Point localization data

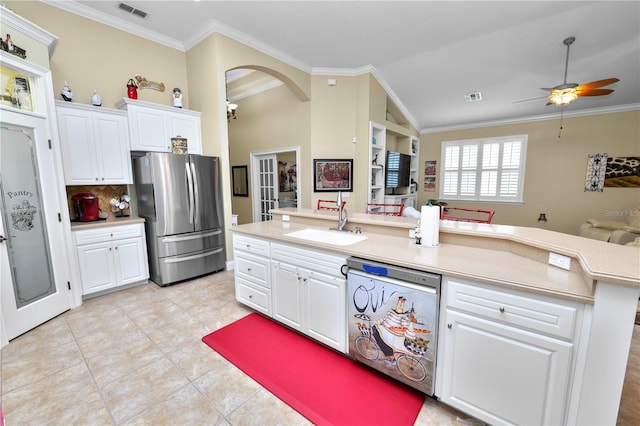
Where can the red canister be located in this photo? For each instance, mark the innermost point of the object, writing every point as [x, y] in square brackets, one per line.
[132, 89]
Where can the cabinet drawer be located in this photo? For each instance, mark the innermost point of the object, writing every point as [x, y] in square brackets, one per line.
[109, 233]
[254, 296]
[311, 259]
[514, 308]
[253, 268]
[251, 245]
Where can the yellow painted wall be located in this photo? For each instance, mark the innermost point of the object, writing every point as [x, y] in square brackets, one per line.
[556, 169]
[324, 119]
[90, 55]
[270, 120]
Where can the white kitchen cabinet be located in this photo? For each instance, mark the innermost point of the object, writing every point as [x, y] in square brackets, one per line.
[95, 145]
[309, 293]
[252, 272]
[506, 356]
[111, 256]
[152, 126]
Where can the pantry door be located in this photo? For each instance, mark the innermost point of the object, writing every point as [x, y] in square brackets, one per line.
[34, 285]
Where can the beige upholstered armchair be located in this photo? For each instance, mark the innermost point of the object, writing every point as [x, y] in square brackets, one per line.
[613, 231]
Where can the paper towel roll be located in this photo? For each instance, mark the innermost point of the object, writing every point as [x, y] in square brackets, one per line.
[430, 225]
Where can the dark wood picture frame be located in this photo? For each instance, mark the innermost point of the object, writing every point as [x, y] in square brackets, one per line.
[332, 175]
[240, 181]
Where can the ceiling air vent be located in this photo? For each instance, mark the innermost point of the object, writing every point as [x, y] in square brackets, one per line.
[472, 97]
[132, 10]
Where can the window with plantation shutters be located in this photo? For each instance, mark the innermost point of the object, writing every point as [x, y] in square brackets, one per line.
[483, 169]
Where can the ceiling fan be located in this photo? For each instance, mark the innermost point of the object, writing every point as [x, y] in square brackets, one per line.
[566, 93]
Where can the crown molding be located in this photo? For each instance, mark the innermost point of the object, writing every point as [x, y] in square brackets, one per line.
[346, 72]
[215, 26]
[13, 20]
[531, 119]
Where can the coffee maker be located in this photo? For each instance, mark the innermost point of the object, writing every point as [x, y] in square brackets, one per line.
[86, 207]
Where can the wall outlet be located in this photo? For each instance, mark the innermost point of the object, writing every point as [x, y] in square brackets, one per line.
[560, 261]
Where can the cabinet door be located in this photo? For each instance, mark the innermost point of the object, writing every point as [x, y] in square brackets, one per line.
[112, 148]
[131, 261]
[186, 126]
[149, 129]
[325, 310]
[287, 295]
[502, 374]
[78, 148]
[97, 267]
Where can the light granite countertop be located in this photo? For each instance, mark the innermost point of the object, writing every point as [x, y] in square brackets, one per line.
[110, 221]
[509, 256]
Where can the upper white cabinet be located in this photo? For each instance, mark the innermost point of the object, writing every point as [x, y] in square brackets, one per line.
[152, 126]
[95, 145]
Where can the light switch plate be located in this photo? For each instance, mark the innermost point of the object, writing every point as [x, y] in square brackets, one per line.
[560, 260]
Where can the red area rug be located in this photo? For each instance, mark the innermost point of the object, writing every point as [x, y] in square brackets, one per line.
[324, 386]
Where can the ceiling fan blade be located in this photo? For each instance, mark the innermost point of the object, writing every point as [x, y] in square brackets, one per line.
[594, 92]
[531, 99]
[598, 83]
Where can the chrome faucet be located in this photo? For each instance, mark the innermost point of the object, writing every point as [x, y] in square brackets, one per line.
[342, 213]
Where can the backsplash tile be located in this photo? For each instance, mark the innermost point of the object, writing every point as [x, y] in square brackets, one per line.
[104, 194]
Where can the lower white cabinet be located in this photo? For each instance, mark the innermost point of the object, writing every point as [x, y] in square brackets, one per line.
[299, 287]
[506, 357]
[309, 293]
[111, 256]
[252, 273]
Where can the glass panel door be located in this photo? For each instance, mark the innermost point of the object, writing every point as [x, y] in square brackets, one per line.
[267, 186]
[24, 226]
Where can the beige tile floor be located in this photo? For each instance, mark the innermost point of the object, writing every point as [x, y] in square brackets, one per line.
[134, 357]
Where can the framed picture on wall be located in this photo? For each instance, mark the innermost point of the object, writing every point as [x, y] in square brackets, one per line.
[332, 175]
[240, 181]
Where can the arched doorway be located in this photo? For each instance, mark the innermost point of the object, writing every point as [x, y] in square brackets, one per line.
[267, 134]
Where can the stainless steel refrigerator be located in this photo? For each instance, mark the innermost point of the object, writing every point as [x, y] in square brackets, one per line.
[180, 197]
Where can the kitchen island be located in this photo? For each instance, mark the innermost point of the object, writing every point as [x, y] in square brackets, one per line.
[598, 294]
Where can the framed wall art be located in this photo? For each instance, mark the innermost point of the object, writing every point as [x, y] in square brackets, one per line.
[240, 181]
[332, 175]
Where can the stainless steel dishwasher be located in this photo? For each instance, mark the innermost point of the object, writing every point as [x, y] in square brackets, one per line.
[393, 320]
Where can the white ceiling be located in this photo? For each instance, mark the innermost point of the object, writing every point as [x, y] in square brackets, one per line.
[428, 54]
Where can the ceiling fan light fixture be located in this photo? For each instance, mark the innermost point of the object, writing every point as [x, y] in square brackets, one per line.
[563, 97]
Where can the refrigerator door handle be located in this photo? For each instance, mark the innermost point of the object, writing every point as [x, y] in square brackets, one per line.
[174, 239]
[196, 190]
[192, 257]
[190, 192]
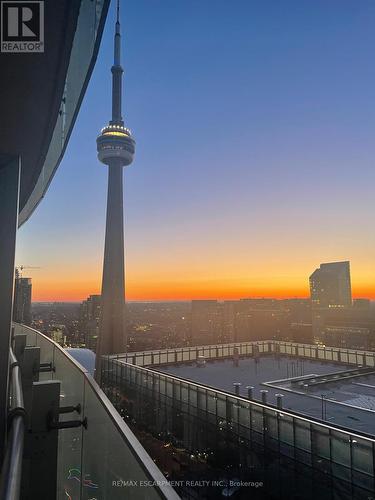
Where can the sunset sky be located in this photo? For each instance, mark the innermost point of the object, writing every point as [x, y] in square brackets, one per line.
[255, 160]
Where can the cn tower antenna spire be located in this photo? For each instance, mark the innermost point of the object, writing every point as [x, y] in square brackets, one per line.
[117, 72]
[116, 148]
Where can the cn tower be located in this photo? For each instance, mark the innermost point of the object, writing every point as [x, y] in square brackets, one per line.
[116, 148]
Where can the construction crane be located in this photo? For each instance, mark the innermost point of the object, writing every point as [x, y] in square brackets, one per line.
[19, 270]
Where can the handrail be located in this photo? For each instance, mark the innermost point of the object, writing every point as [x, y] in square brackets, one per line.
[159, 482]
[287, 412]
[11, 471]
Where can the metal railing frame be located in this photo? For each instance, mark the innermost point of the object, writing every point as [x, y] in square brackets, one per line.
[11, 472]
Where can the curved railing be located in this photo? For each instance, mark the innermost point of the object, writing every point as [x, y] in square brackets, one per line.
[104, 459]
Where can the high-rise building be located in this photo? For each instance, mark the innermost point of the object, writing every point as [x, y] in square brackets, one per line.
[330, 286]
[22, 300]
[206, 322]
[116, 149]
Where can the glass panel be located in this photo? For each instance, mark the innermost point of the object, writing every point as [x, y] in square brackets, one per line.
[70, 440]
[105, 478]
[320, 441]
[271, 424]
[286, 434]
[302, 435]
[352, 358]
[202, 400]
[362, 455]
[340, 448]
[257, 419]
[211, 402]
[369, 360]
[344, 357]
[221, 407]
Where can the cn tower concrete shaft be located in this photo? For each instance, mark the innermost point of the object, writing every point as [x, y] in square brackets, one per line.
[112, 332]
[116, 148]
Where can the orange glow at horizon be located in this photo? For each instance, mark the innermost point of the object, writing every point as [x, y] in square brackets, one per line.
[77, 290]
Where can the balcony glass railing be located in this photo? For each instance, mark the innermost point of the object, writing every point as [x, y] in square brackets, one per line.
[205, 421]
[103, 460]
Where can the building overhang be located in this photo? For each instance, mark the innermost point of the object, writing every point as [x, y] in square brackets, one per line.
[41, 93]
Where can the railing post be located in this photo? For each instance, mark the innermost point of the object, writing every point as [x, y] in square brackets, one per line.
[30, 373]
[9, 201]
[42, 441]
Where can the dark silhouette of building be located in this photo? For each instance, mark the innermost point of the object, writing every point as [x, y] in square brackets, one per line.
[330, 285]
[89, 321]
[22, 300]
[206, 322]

(Exercise goal):
All of the entries above must be reproduced exactly, and no image may be included.

(Response to the task):
Where can the red canister be located in this photo? For each instance, mark the innermost point of the object, writing every point as [x, y] in square brackets, one per line.
[132, 89]
Where can the cabinet drawer be located in this photo? For each instance, mark the innermost point of the object, writing every point as [x, y] in square brackets, one per line.
[109, 233]
[254, 296]
[311, 259]
[514, 308]
[253, 268]
[251, 245]
Where can the yellow painted wall be located in this photo? For each instance, mark the innermost point of the object, writing every point as [x, y] in square brackets, one per line.
[556, 169]
[324, 119]
[90, 55]
[270, 120]
Where can the white kitchen cabinet be located in this photo? For each instance, mark the innermost point of the object, writing every point as [x, y] in square brackets, one per line.
[95, 145]
[309, 293]
[252, 272]
[506, 356]
[111, 256]
[152, 126]
Where can the pantry door be located in this photo? For each instance, mark the innermost point of the object, writing every point as [x, y] in square brackets, one per line.
[34, 285]
Where can the beige upholstered armchair be located in this photo? For each instance, mark the innermost point of the object, writing every point as [x, y] in square brackets, one per line.
[613, 231]
Where can the paper towel roll be located in this photo? For each instance, mark the innermost point of the object, writing every point as [x, y] in square brackets, one per line.
[430, 225]
Where can the dark wood picture frame be located in this photo? For each instance, mark the innermost point of the object, writing every point as [x, y] in square brackets, one per line.
[332, 175]
[240, 181]
Where can the ceiling air vent be located in this photo? For each instance, mark the innermost point of the object, writing every point as [x, y] in square brackets, one per line.
[472, 97]
[132, 10]
Where can the window with plantation shutters be located in this photo? For each instance, mark the innermost point of the object, writing every point as [x, y] in square brackets, one per line.
[483, 169]
Where can the ceiling fan be located in this photo? For each instance, mark the innermost point of the object, writing every point as [x, y] in square brackets, one per line.
[566, 93]
Where can the crown molding be located in this photo? For each instance, mark the innermost point of the object, writing every point as [x, y] in square brackets, one per line.
[346, 72]
[215, 26]
[13, 20]
[531, 119]
Where can the coffee maker be located in this photo? For each instance, mark the innermost point of the object, writing every point as [x, y] in square brackets, one per line.
[86, 207]
Where can the wall outlet be located in this photo? For each instance, mark the innermost point of the object, writing every point as [x, y] in square brackets, one per line.
[560, 261]
Where can the cabinet door be located in this photo? For each instance, mark the innermost point of the object, writing every point as [x, y] in square brackets, one per line.
[112, 148]
[131, 261]
[186, 126]
[149, 129]
[325, 310]
[287, 295]
[502, 374]
[78, 148]
[97, 267]
Where can the light granite countertop be located in this photo? For each instance, mark the innermost point of the object, writing every point as [x, y] in square brackets, one per line.
[110, 221]
[509, 256]
Where can the upper white cabinet be located in this photo? For each instance, mark the innermost point of the object, writing every point as [x, y] in square brackets, one per line.
[152, 126]
[95, 145]
Where can the light switch plate be located in this photo? For each instance, mark the innermost point of the object, writing every point as [x, y] in square brackets, one per line.
[560, 260]
Where can the red area rug be located in this photo? For each instance, mark the innermost point of the object, writing every point as [x, y] in square brackets, one per line.
[324, 386]
Where can the ceiling fan blade be located in this photo? For each instance, mark the innermost point of the object, writing every point as [x, y] in square brackets, one per line.
[594, 92]
[531, 99]
[598, 83]
Where can the chrome faucet be located in this photo? For each instance, mark the innermost point of the object, writing every point as [x, y] in square brackets, one per line.
[342, 213]
Where can the backsplash tile be located in this photo? For each instance, mark the innermost point of the object, writing every point as [x, y] in square brackets, one per line.
[104, 194]
Where can the lower white cabinet be located in this photo? For each instance, mark the innermost point of the object, writing every point as [x, y] in square brackets, one per line.
[299, 287]
[506, 357]
[309, 293]
[111, 256]
[252, 273]
Where can the glass panel door be located in this photo? For each instance, mark the innermost point of the object, writing every point as [x, y] in square brackets, one per line.
[267, 186]
[24, 226]
Where can the beige tile floor be located in this photo? For each instance, mark the innermost point of the object, writing every point as [x, y] in square brackets, one per line.
[134, 357]
Where can the framed picture on wall be located in this photo? For each instance, mark the innermost point of the object, writing every point as [x, y] in square brackets, one per line.
[332, 175]
[240, 181]
Where can the arched doorway be located in this photo? For each instance, mark the innermost point of the object, writing every point as [x, y] in square brackets, one per line.
[267, 134]
Where can the stainless steel refrigerator be located in this photo? For each instance, mark the innermost point of the object, writing every point as [x, y] in square brackets, one per line.
[180, 197]
Where can the kitchen island be located in this photo? For each instance, mark the innermost point of the object, writing every point as [x, y] in square brackets, one per line.
[598, 294]
Where can the framed wall art be located in this photo? For each instance, mark the innermost point of the object, writing every point as [x, y] in square brackets, one per line.
[240, 181]
[332, 175]
Where can the stainless steel dishwasher be located in this photo? For each instance, mark the innermost point of the object, writing every point as [x, y] in square brackets, one per line.
[393, 320]
Where can the white ceiling be located in this photo? For each instance, mark the innermost point of the object, writing every point as [x, y] in square brackets, one per line.
[428, 54]
Where can the ceiling fan light fixture be located in this photo? For each instance, mark the innermost point of the object, writing every point as [x, y] in square brackets, one per line.
[563, 97]
Where can the refrigerator door handle be located in this photo? For each instance, mark the innermost point of the object, writing every point as [x, y] in square brackets, one per line.
[174, 239]
[196, 190]
[192, 257]
[190, 192]
Where can the sunset sky be located in this photo? For each instance, mark the innermost point of the object, writing every point as [x, y] in square brackets, one per line.
[255, 160]
Where can the cn tower antenna spire be located in this photo? For each instance, mark the innermost point of the object, writing every point as [x, y] in square brackets, one per line.
[117, 72]
[116, 148]
Where can the cn tower be located in this photo? For each instance, mark the innermost point of the object, writing every point as [x, y] in square brackets, one per line.
[116, 148]
Where can the construction crane be located in this photo? For each instance, mark the innermost point of the object, writing every point as [x, y] in square brackets, one per line.
[19, 270]
Where can the handrail be located in this photo? For each instance, mark the innermost point of the object, writing every point as [x, y] in square brackets, one per line.
[159, 482]
[287, 412]
[11, 471]
Where can the metal railing frame be located in this photo? For each instance, mark the innermost point of the object, writing every point as [x, y] in square brackets, one per line.
[11, 472]
Where can the curved railing be located in this photo? For each instance, mark the innermost point of the object, writing every point as [x, y] in square brackets, one per line.
[104, 459]
Where can the high-rise building be located in this photo? For each instance, mark the innermost point of the object, writing every point as [x, y] in square brackets, one per line.
[330, 286]
[22, 300]
[206, 322]
[116, 149]
Where can the glass panel be located in this photo? For each instance, mark the innermost point of the object, writing every point as [x, y] in square brackets, one per line.
[70, 440]
[105, 478]
[320, 441]
[271, 424]
[286, 434]
[302, 435]
[352, 358]
[202, 400]
[362, 455]
[340, 448]
[257, 419]
[211, 402]
[369, 360]
[344, 357]
[221, 407]
Where can the cn tower concrete shaft be located in this photo? For each instance, mark the innermost point of the object, writing every point as [x, y] in square brackets, one per line.
[112, 332]
[116, 148]
Where can the orange glow at horizon be located in this photo? For each instance, mark the innermost point of the object, writing every point as [x, y] in square brackets, one per line.
[77, 290]
Where can the balcony glass railing be located in this photo? For each instance, mark the innermost point of the object, writing every point as [x, y] in square brackets, one per line.
[205, 421]
[103, 460]
Where can the building overhang be located in this photo? For each instance, mark the innermost point of the object, writing every point as [x, y] in square brackets, one per line.
[41, 93]
Where can the railing post be located in this photo? For each instance, mark the innermost point of the object, writing every point as [x, y] in square brackets, one per line.
[30, 373]
[9, 201]
[42, 441]
Where can the dark silhouette of building be located in this photo? For each instance, mark the innermost point of the object, writing every point as [x, y] in square brackets, one per line.
[330, 285]
[89, 321]
[22, 300]
[206, 322]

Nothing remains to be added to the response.